[Entries taken from a collection]
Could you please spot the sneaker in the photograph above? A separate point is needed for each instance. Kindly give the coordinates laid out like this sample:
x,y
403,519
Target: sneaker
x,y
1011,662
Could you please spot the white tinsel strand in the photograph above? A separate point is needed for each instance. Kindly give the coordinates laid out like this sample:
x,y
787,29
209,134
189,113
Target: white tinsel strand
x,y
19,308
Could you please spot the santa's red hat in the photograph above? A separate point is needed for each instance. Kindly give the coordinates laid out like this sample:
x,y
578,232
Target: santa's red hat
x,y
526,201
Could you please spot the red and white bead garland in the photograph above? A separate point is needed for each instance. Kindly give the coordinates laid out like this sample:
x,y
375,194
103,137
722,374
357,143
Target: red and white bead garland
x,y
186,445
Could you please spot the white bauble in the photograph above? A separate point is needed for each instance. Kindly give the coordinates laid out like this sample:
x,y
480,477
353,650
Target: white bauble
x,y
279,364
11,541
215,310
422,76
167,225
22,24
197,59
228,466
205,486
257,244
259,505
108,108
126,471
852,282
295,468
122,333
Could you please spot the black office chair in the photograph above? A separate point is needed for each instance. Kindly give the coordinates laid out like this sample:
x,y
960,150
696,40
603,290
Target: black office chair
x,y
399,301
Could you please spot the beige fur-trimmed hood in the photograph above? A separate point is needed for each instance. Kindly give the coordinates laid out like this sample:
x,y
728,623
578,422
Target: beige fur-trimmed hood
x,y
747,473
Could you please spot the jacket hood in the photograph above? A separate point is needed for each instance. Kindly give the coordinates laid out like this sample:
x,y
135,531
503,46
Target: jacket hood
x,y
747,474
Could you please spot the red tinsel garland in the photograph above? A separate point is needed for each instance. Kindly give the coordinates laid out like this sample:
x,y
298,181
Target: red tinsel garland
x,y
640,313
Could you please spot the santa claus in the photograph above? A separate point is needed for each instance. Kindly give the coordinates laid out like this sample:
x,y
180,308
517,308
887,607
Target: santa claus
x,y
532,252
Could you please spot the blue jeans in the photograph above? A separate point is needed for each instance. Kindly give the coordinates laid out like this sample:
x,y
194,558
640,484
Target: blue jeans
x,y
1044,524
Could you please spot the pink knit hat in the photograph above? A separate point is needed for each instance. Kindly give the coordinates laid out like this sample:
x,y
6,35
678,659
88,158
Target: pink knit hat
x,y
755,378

• _Required action_:
When you reply, retype each line exactly as it appears above.

• _Result_:
Could you please spot the sneaker in the photograph above? A separate point is needed for each instance. Kindly give the coordinates laid out like this sample:
x,y
403,519
Target: sneaker
x,y
1011,662
Could you please spot the white tinsel strand in the photograph above? A separate point is needed for each instance. Kindly give the coordinates laid out like this sample:
x,y
787,29
209,134
189,113
Target: white tinsel strand
x,y
19,308
Could you please spot the santa's red hat in the photograph above? A separate point is needed for each instance. Kindly give the coordinates laid out like this sample:
x,y
578,232
Target: santa's red hat
x,y
526,201
Could you please spot the red and white bead garland in the photograph above? A separate point is needed for each instance. Kindly give the coordinates laid out like this sample:
x,y
375,194
103,137
722,374
357,143
Target: red and white bead garland
x,y
186,445
Could you please spot the white bauble in the photograph above? A separate point is needed for each instance. Kindly give the coordinates laid out like this sample:
x,y
480,477
353,650
Target: white bauble
x,y
279,364
11,541
215,310
422,76
167,225
22,24
197,59
228,466
205,486
257,244
259,505
108,108
126,471
852,282
295,468
122,333
Could you please spot the black office chair in the photograph above? A separate point is needed for each instance. Kindly give the coordinates laid out like this sample:
x,y
960,150
696,40
603,290
Target: black office chair
x,y
399,301
Could you please spot the beige fur-trimmed hood in the photograph above? A separate point is needed for each instance. Kindly give the coordinates laid out like this sample:
x,y
728,623
578,422
Target: beige fur-trimmed hood
x,y
747,473
Could you please spot the jacket hood in the photograph above? A separate point is needed for each instance. Kindly give the coordinates laid out like this sample:
x,y
135,531
503,46
Target: jacket hood
x,y
747,474
Could you please spot the red tinsel garland in the photograph above? A separate point is needed for each instance. Kindly give the coordinates laid out like this sample:
x,y
298,181
Target: red tinsel garland
x,y
640,313
Could you please spot the santa claus in the photograph above? A separate point is needed for each instance. Kindly give the coordinates laid out like this sample:
x,y
180,308
517,308
887,607
Target: santa claus
x,y
532,252
Could you please spot the blue jeans in the photograph above? A separate point is needed for each instance. Kindly give the coordinates laid out like this sample:
x,y
194,558
640,484
Target: blue jeans
x,y
1044,524
Could you please spot the pink knit hat in the photograph above? A separate point is needed for each instance. Kindly give the coordinates laid out like this sample:
x,y
6,35
678,659
88,158
Target: pink knit hat
x,y
755,378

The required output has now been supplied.